**Exercise text:**
****************************************
We have a young man (12 ish at the time) in our SCA group that the first thing out of his mouth was "I have ADHD, so I can't help myself it I am noisy or if I can't control myself"   ACKKK

While I feel that letting other people know that a child has a problem is perfectly ok, the fact that THIS KID didn't even say hello first.  These were the first words out of his mouth to us.

He has used it as an excuse for years now, (he is about 20).

I feel that, yes, if I know that the child has a problem, it can be easier to dismiss some of the behavior problems.  (such as talking up a storm, Little Mr. Question Box.) But after a time the explanation becomes an excuse and then the excuse becomes a crutch and then the child becomes Little Mr. Entitlement Boy because "you can't blame me, you know I have ADHD." 

It may take a little longer to learn but by the time you are 18 you should be able to sit still for 5 min and not "overtalk" everyone.

My friends one son has ADHD and at 14 he can be a reasonable human being to be around (When the smart-butt teenager gene is dormant anyway :P ) Unless he hasn't taken his meds for the day, and then you want to hang him from a hook.  So I know it can be done.



OT'ish a bit, since you said he uses it as an excuse at age 20, but i kind of know how he feels with that being the 1st thing he says. I have a mild mental condition that i find myself over-explaining to people that really don't need to know & probably wouldn't even had noticed unless they get to know me pretty well. It's not so much an excuse as a cause for embarassment (for me). I've watched my ADD/schizophrenic/diabetic godson go through frustration & then shame enough to know i am not the only one.
****************************************
**Data:**
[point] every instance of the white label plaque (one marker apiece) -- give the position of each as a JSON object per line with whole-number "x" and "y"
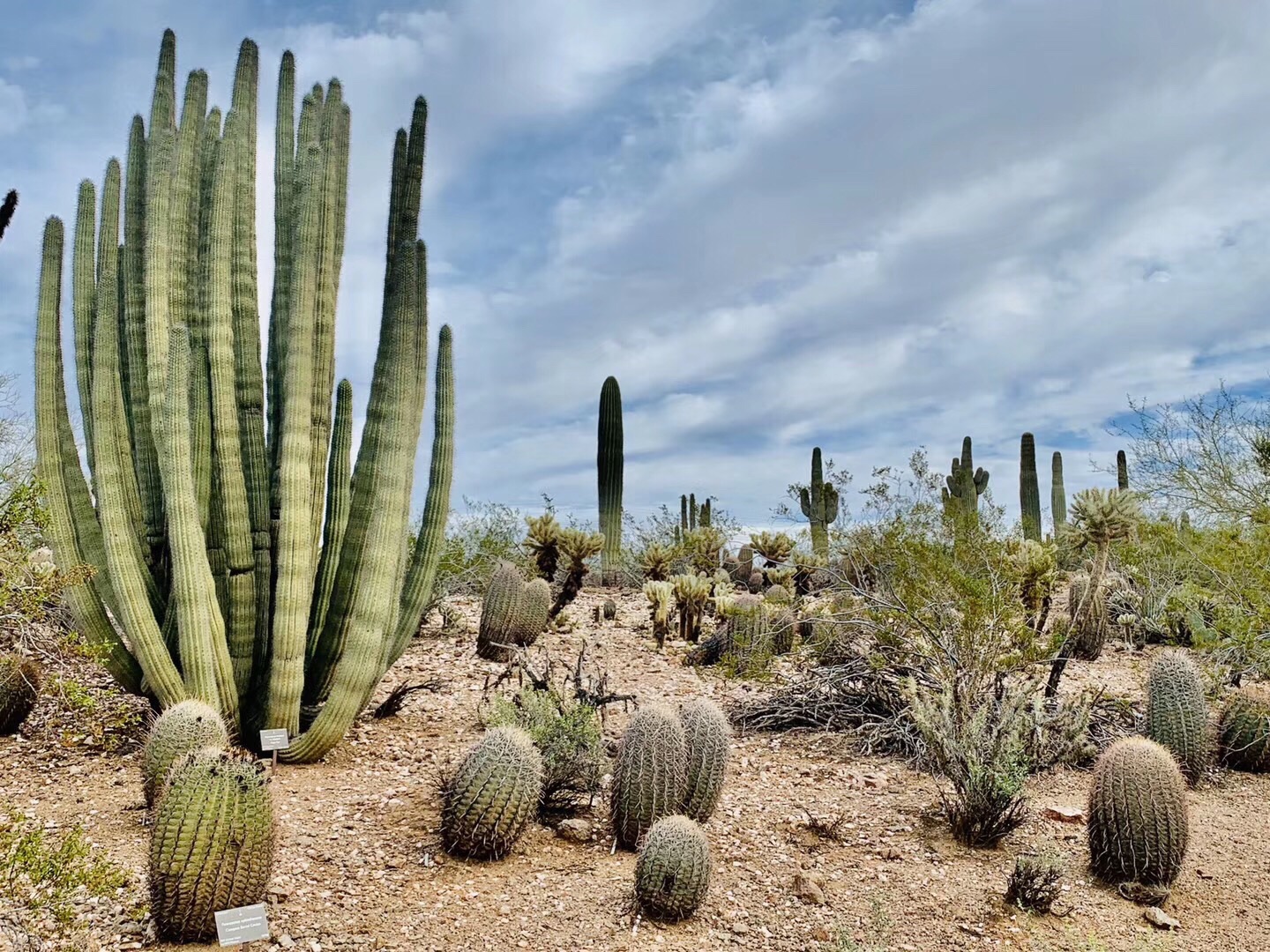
{"x": 243, "y": 925}
{"x": 274, "y": 739}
****************************************
**Exercise directions:**
In the post about ADHD, how old is the friend's son who has ADHD?

**Answer section:**
He is 14.